▶ Directions for this task
In the material below, find each line with the string "background" and copy it.

▶ Supplied data
== Segment start ==

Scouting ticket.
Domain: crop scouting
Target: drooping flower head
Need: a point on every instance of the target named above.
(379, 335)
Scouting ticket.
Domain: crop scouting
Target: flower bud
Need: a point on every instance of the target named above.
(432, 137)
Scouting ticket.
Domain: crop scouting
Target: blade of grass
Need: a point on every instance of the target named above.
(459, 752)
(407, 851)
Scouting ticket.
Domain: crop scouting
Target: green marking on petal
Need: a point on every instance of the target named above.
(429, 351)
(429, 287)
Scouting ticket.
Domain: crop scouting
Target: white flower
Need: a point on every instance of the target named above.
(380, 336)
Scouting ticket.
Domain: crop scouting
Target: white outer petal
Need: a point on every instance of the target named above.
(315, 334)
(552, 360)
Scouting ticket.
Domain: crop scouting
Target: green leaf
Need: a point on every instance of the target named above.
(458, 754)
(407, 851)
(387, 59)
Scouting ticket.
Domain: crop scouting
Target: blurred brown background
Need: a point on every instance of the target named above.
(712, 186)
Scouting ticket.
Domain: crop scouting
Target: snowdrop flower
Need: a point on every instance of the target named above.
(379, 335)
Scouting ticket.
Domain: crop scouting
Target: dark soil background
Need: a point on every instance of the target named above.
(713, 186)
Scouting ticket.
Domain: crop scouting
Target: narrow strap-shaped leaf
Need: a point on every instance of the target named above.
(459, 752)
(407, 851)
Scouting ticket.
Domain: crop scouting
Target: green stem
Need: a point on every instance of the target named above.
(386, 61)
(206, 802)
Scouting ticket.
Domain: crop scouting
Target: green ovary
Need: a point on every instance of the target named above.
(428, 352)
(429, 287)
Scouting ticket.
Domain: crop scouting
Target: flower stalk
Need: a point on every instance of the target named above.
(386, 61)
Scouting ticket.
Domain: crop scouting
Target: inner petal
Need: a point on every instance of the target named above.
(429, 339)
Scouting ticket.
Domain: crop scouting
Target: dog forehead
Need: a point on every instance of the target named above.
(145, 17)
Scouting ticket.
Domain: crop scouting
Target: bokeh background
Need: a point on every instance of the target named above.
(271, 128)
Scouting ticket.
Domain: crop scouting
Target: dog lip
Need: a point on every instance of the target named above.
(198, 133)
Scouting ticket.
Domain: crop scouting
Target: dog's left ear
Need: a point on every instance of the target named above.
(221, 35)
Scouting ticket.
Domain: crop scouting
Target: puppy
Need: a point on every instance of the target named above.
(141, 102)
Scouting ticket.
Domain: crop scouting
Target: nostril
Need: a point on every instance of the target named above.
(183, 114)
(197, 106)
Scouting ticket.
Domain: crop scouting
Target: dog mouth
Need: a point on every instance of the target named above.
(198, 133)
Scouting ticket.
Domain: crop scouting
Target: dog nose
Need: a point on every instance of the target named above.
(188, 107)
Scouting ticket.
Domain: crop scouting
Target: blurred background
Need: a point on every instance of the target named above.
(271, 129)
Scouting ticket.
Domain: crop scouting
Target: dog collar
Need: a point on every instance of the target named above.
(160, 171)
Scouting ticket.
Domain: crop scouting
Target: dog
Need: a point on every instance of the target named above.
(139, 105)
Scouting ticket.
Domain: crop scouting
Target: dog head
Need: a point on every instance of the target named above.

== Segment end ==

▶ Answer for this exercise
Target: blurred brown background
Target: dark soil background
Target: bokeh background
Target: blurred background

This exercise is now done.